→ **SHORT EXERCISE**
Reproduce the listing below with "a formatted sample" substituted by "a sample of the format" at each occurrence and everything else left unchanged. Omit the pictures.

→ **DATA ROWS**
** begin **
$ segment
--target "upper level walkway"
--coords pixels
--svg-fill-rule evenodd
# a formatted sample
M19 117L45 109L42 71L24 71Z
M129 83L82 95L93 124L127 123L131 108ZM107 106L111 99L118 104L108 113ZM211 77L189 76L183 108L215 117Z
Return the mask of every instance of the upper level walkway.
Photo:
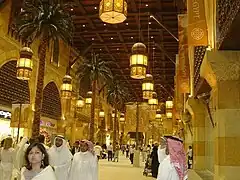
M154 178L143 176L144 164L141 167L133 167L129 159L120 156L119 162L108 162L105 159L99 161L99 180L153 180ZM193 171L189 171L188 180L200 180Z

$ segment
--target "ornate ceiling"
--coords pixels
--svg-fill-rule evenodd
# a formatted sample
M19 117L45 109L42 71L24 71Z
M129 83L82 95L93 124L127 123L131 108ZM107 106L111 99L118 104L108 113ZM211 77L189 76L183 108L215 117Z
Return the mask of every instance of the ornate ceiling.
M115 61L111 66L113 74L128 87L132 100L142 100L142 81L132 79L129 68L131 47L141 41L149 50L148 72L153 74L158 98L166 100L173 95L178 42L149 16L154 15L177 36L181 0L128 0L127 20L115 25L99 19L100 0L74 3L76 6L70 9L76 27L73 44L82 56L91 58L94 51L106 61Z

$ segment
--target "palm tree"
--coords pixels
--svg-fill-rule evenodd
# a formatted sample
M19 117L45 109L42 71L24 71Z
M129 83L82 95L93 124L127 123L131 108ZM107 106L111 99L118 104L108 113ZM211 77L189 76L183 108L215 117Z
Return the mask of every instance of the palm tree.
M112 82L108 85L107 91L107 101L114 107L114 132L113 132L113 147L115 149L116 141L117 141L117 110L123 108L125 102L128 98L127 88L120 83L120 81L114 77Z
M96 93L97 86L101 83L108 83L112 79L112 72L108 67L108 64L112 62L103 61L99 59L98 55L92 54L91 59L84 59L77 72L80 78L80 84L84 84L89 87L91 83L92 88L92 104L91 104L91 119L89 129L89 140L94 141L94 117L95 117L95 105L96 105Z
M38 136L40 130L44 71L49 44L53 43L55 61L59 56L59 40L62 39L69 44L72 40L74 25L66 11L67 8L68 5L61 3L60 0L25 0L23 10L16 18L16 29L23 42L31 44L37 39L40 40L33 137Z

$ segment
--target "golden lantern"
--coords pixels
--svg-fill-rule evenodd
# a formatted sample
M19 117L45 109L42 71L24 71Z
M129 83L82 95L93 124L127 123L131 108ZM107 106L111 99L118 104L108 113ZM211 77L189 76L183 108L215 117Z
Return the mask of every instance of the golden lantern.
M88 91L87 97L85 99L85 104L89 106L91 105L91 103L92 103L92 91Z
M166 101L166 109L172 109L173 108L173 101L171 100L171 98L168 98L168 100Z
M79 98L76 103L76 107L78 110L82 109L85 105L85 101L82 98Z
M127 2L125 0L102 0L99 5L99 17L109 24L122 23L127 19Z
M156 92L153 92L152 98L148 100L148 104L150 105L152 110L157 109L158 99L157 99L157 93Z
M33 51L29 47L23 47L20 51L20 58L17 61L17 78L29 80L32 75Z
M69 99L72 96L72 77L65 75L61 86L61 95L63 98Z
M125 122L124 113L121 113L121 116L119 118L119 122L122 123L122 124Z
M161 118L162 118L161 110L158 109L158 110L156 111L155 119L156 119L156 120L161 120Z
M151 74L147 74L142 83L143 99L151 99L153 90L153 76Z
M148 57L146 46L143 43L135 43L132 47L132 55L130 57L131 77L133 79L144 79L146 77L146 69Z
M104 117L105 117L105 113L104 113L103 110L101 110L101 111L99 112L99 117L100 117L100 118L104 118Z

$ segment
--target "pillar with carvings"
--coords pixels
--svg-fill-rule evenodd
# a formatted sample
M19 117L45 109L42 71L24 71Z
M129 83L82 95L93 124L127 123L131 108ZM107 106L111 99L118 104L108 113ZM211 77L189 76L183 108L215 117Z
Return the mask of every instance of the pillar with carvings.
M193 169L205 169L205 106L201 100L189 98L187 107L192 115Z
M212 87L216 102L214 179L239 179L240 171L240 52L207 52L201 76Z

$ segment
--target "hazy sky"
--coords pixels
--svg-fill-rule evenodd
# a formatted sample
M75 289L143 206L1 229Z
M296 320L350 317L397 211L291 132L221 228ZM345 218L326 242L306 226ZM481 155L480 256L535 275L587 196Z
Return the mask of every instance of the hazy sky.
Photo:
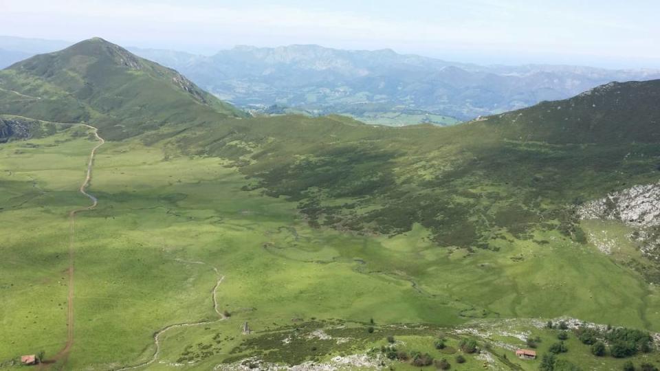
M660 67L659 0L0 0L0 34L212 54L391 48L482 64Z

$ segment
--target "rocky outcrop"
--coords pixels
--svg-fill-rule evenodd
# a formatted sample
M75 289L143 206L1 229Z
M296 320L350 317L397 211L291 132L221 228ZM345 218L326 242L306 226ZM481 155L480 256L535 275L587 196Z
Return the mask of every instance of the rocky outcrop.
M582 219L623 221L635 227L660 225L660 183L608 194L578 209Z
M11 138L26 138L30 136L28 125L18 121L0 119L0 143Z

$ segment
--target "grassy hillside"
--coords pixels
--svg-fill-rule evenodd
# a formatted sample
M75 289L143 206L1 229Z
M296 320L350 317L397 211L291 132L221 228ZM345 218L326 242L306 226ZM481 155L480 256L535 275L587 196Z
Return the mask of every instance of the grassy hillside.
** end **
→ **RESULT**
$ segment
--target "upper level walkway"
--coords pixels
--svg-fill-rule evenodd
# a sample of the format
M19 117L45 109L42 71L24 71Z
M129 83L82 95L93 124L127 123L131 108ZM107 106L111 99L118 104L108 113ZM211 77L189 76L183 108L215 117Z
Return the mask of every instance of the upper level walkway.
Photo:
M154 178L143 176L144 164L141 167L133 167L129 159L120 156L119 162L108 162L105 159L99 161L99 180L153 180ZM193 171L189 171L188 180L200 180Z

$ segment
--target "ornate ceiling"
--coords pixels
--svg-fill-rule evenodd
# a sample of the format
M19 117L45 109L42 71L24 71Z
M129 83L82 95L93 124L127 123L131 108ZM107 106L111 99L118 104L108 113ZM211 77L189 76L183 108L215 117Z
Return the mask of every instance of the ornate ceiling.
M115 61L111 66L113 74L128 87L132 100L142 100L142 81L132 79L129 68L131 47L141 41L149 50L148 72L153 74L158 98L166 100L173 95L178 42L149 16L154 15L177 36L181 0L128 0L127 20L115 25L99 19L100 0L74 3L76 6L70 9L76 27L73 44L82 56L91 58L94 51L106 61Z

$ segment
--target "palm tree"
--coords pixels
--svg-fill-rule evenodd
# a sample of the format
M19 117L45 109L42 71L24 71Z
M129 83L82 95L93 124L127 123L131 108ZM107 106L111 99L118 104L108 113ZM211 77L189 76L183 108L215 117Z
Return the mask of every instance of the palm tree.
M112 82L108 85L107 91L107 101L114 107L114 132L113 132L113 147L115 149L116 141L117 141L117 110L123 108L125 102L128 98L127 88L120 83L120 81L114 77Z
M96 93L97 86L101 83L108 83L112 79L112 72L108 67L108 64L112 62L103 61L99 59L98 55L92 54L91 59L84 59L77 72L80 78L80 84L84 84L89 87L91 83L92 88L92 104L91 104L91 119L89 129L89 140L94 141L94 117L95 117L95 105L96 105Z
M38 136L40 130L44 71L49 44L53 43L55 61L59 56L59 40L62 39L69 44L72 40L74 25L66 11L67 8L68 5L61 3L60 0L25 0L23 10L16 18L16 29L23 42L31 44L37 39L40 40L33 137Z

$ segment
--target "golden lantern"
--coords pixels
--svg-fill-rule evenodd
# a sample of the format
M19 117L45 109L42 71L24 71Z
M129 83L82 95L93 124L127 123L131 108ZM107 106L111 99L118 104L108 113ZM211 77L189 76L183 108L215 117Z
Return the mask of every instance of the golden lantern.
M88 91L87 97L85 99L85 104L89 106L91 105L91 103L92 103L92 91Z
M166 101L166 109L172 109L173 108L173 101L171 100L171 98L168 98L168 100Z
M79 98L76 103L76 107L78 110L82 109L85 105L85 101L82 98Z
M127 2L125 0L102 0L99 5L99 17L109 24L122 23L127 19Z
M156 92L153 92L152 98L148 100L148 104L150 105L152 110L157 109L158 99L157 99L157 93Z
M33 51L29 47L23 47L20 51L20 58L17 61L17 78L29 80L32 75Z
M69 99L72 96L72 77L65 75L61 86L61 95L63 98Z
M125 122L124 113L121 113L121 116L119 118L119 122L122 123L122 124Z
M161 118L162 118L161 110L158 109L158 110L156 111L155 119L156 119L156 120L161 120Z
M151 74L147 74L142 83L143 99L151 99L153 90L153 76Z
M148 57L146 46L143 43L135 43L132 47L132 55L130 57L131 77L133 79L144 79L146 77L146 69Z
M104 117L105 117L105 113L104 113L103 110L101 110L101 111L99 112L99 117L100 117L100 118L104 118Z

$ segment
--target "pillar with carvings"
--coords pixels
--svg-fill-rule evenodd
# a sample of the format
M19 117L45 109L42 71L24 71Z
M129 83L82 95L93 124L127 123L131 108ZM107 106L111 99L118 104L108 113ZM211 77L189 76L183 108L215 117Z
Return the mask of every instance of the pillar with carvings.
M193 169L205 169L205 106L201 100L189 98L187 107L192 115Z
M212 87L216 102L214 179L239 179L240 171L240 52L207 52L201 76Z

$ segment
--target "hazy sky"
--coords pixels
--svg-fill-rule evenodd
# a sample of the format
M75 289L143 206L1 229Z
M296 320L350 317L397 211L291 132L221 228ZM345 218L326 242L306 226ZM481 155L480 256L535 275L587 196Z
Return the mask of every instance of the hazy sky.
Photo:
M660 67L659 0L0 0L0 34L212 54L391 48L482 64Z

$ segment
--target "rocky outcrop"
--coords pixels
--svg-fill-rule evenodd
# a sample of the format
M75 289L143 206L1 229Z
M296 320L350 317L397 211L291 132L221 228ZM345 218L326 242L306 226ZM481 155L480 256L535 275L587 196Z
Return the mask of every instance of the rocky outcrop.
M582 219L623 221L635 227L660 225L660 183L608 194L578 209Z
M11 138L26 138L30 136L28 125L18 121L0 119L0 143Z

$ segment
--target "grassy hillside"
--coords pixels
--svg-fill-rule evenodd
# a sample of the format
M75 289L143 206L1 229Z
M296 320L350 317L397 211L291 132L221 228ZM345 218L326 242L306 226ZM481 155L480 256L535 275L587 196Z
Return the mask of every instance of the grassy hillside.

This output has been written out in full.